START Provided data
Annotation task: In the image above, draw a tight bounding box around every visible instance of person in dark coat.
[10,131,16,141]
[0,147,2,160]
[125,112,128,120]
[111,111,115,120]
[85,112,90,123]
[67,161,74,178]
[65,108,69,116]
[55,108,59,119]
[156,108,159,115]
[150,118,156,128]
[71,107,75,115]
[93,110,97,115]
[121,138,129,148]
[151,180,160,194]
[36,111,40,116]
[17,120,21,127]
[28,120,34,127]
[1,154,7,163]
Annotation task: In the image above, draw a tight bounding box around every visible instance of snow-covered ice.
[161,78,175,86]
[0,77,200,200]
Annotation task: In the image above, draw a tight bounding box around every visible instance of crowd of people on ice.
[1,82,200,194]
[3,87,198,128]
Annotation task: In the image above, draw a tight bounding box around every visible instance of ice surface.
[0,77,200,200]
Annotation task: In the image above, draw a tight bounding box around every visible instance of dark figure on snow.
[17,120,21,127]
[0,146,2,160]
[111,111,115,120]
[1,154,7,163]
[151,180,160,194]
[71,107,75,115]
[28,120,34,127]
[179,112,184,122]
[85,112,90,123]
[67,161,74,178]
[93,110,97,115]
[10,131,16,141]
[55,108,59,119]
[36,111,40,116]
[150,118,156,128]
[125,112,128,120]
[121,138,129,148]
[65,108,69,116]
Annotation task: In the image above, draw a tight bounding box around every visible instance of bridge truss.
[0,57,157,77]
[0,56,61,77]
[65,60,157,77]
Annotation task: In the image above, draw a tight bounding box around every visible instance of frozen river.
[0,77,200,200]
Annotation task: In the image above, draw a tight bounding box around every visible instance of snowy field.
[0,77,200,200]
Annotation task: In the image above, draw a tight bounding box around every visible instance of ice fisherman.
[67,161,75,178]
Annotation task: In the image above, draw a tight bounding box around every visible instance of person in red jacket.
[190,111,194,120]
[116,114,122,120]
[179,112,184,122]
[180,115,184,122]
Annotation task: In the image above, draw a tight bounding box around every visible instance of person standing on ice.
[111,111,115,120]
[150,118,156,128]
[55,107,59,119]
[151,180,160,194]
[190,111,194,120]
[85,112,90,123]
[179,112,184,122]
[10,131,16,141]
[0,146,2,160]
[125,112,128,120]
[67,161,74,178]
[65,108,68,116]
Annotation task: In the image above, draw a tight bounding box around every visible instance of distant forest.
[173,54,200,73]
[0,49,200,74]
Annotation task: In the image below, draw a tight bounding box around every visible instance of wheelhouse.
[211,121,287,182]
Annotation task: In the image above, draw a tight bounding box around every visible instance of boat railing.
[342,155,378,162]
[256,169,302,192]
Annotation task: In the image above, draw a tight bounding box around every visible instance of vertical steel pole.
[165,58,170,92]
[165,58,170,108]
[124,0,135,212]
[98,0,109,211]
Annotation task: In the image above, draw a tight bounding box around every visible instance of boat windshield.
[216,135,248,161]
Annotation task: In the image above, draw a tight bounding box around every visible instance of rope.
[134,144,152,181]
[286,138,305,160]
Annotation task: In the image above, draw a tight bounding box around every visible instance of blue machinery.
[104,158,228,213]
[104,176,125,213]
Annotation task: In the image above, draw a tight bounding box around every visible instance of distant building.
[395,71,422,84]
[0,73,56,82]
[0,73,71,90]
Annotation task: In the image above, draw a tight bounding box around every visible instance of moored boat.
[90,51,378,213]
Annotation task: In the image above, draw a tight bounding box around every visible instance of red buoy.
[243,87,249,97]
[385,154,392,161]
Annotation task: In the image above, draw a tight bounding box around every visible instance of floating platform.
END Provided data
● Task: Write all of the data above again, exactly as given.

● Completed exercise:
Annotation task: In the image above, draw a tight bounding box around every visible instance of person in dark coat.
[10,131,16,141]
[0,147,2,160]
[125,112,128,120]
[111,111,115,120]
[85,112,90,123]
[67,161,74,178]
[65,108,69,116]
[55,108,59,119]
[156,108,159,115]
[150,118,156,128]
[71,107,75,115]
[93,110,97,115]
[121,138,129,148]
[151,180,160,194]
[36,111,40,116]
[17,120,21,127]
[28,120,34,127]
[1,154,7,163]
Annotation task: In the image above, draw a tight bounding box around every visible instance of snow-covered ice.
[161,78,175,86]
[0,77,200,200]
Annotation task: In the image above, draw a tight bounding box around every visible instance of crowd of people on ice.
[1,82,200,194]
[3,87,198,128]
Annotation task: In the image above, draw a tight bounding box around every visible instance of ice surface.
[0,77,200,200]
Annotation task: In the image above, draw a tight bounding box around every visible instance of dark figure on snow.
[17,120,21,127]
[0,146,2,160]
[111,111,115,120]
[1,154,7,163]
[151,180,160,194]
[71,107,75,115]
[28,120,34,127]
[179,112,184,122]
[85,112,90,123]
[67,161,74,178]
[93,110,97,115]
[10,131,16,141]
[55,108,59,119]
[36,111,40,116]
[150,118,156,128]
[125,112,128,120]
[121,138,129,148]
[65,108,69,116]
Annotation task: In the image above, draw a tight bounding box around every visible instance of bridge truss.
[0,57,157,77]
[0,56,61,77]
[65,60,157,77]
Annotation task: In the image above, draw a tight bounding box around every visible instance of frozen river.
[0,77,200,200]
Annotation task: In the image above, draw a tight bounding box around every visible instance of snowy field.
[0,77,200,200]
Annotation task: In the image above, draw a tight bounding box around every visible instance of ice fisherman.
[67,161,75,178]
Annotation task: In the image above, draw a tight bounding box around every visible instance of person in red jacket.
[190,111,194,120]
[116,114,122,120]
[179,112,184,122]
[180,115,184,122]
Annotation task: In the image above, draw a tight bounding box around every visible instance of person standing on ice.
[111,111,115,120]
[150,118,156,128]
[55,107,59,119]
[151,180,160,194]
[190,111,194,120]
[85,112,90,123]
[179,112,184,122]
[10,131,16,141]
[0,146,2,160]
[125,112,128,120]
[67,161,74,178]
[65,108,68,116]
Annotation task: In the image above, draw a tight bounding box around every visible instance of distant forest.
[173,54,200,73]
[0,49,200,74]
Annotation task: In the image below, draw a tight bounding box around every visible instance of wheelhouse.
[211,121,287,182]
Annotation task: In the image above, draw a tight bounding box around every visible instance of boat railing.
[342,155,378,162]
[256,169,302,192]
Annotation task: In the image above, draw a tight bounding box around every visible instance of vertical steel pole.
[165,58,170,92]
[165,58,170,108]
[124,0,135,212]
[98,0,109,211]
Annotation task: In the image above, draw a tight bounding box around every visible instance of boat windshield.
[216,135,248,161]
Annotation task: In the image above, draw a tight bounding box around every visible instance of rope.
[134,144,152,181]
[286,138,305,160]
Annotation task: In the image above, draw a tight bounding box around every visible instance of blue machinery.
[104,158,228,213]
[104,176,125,213]
Annotation task: In the image above, draw a tight bounding box around every visible instance of distant building.
[395,71,422,84]
[0,73,56,82]
[0,73,71,90]
Annotation task: In the image above, draw a tight bounding box around every visible instance of moored boat.
[90,51,378,213]
Annotation task: In the image above, draw a tight bounding box around every visible instance of red buoy.
[243,87,249,97]
[385,154,392,161]
Annotation task: In the image above, draw a tight bounding box around every visible instance of floating platform.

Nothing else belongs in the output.